*** SUPPLIED DATA Section Begins ***
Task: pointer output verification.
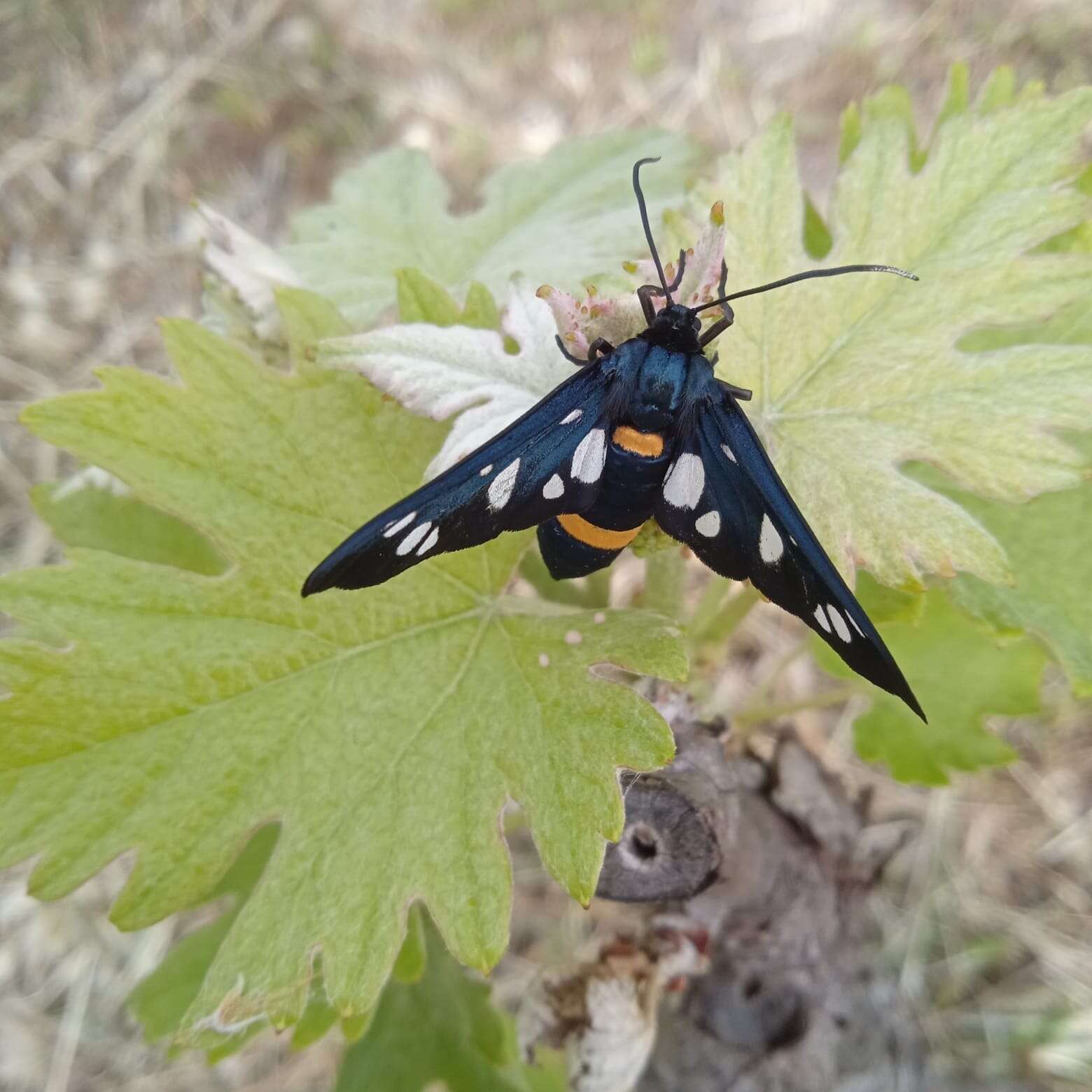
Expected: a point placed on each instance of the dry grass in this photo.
(115, 114)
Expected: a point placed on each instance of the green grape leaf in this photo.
(161, 1000)
(961, 675)
(1047, 543)
(855, 377)
(440, 1028)
(94, 511)
(307, 319)
(557, 218)
(382, 729)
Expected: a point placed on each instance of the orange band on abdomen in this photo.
(640, 444)
(592, 536)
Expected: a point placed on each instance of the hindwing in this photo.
(724, 499)
(548, 462)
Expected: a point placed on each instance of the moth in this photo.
(641, 430)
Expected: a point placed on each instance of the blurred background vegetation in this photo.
(116, 114)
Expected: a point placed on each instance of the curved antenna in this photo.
(645, 222)
(807, 276)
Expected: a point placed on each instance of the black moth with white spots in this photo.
(643, 430)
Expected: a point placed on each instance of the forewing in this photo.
(723, 498)
(550, 461)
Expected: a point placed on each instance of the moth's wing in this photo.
(546, 463)
(723, 498)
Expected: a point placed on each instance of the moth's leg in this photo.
(568, 355)
(647, 290)
(678, 276)
(739, 392)
(729, 316)
(722, 290)
(715, 330)
(645, 294)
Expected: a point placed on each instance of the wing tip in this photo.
(906, 694)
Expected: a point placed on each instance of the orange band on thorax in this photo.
(592, 536)
(640, 444)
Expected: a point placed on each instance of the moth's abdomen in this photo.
(575, 545)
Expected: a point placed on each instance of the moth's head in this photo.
(676, 328)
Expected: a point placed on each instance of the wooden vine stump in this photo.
*** SUPPLIED DATA Section Ends ***
EXERCISE DIRECTIONS: Output the records above unchanged, minus their pictures.

PROBLEM SOLUTION:
Task: pointer output verification.
Expected: a point placed on each instance of the dry grass in this photo.
(115, 114)
Expected: a point placed on each instance of the green grape leaf in this photo.
(161, 1000)
(961, 675)
(1047, 543)
(855, 377)
(440, 1028)
(94, 511)
(307, 319)
(557, 218)
(382, 729)
Expected: a point placed on each instance of the orange band on abdomen in this photo.
(640, 444)
(592, 536)
Expected: a point placed on each instance of the hindwing in this photo.
(724, 499)
(548, 462)
Expected: a point placed on each instance of the moth in this photo.
(641, 430)
Expected: a point placed on each instance of the blurred background vegetation in this photo.
(116, 114)
Expected: a point placed on each instance of the curved antenna in this photo.
(645, 222)
(807, 276)
Expected: a point placed on each instance of the black moth with white spots in this photo.
(643, 430)
Expected: a point placed on each instance of the forewing in this photo.
(723, 498)
(550, 461)
Expected: a point placed on each instance of the moth's wing in this photo.
(546, 463)
(723, 498)
Expected: a point placed on each instance of the moth's leg in this photo.
(568, 355)
(647, 290)
(678, 276)
(739, 392)
(729, 316)
(722, 290)
(715, 330)
(645, 294)
Expected: a point placed on each instance of the wing tip in this photo.
(906, 694)
Expected: a point placed on each instance of the orange band on thorax in this photo.
(592, 536)
(640, 444)
Expected: a point placed on each instance of the moth's abdomen in this photo.
(575, 545)
Expected: a point placed on each instance of the moth's head in this photo.
(676, 328)
Expected: a point placed on each instance of the wooden vine stump in this photo.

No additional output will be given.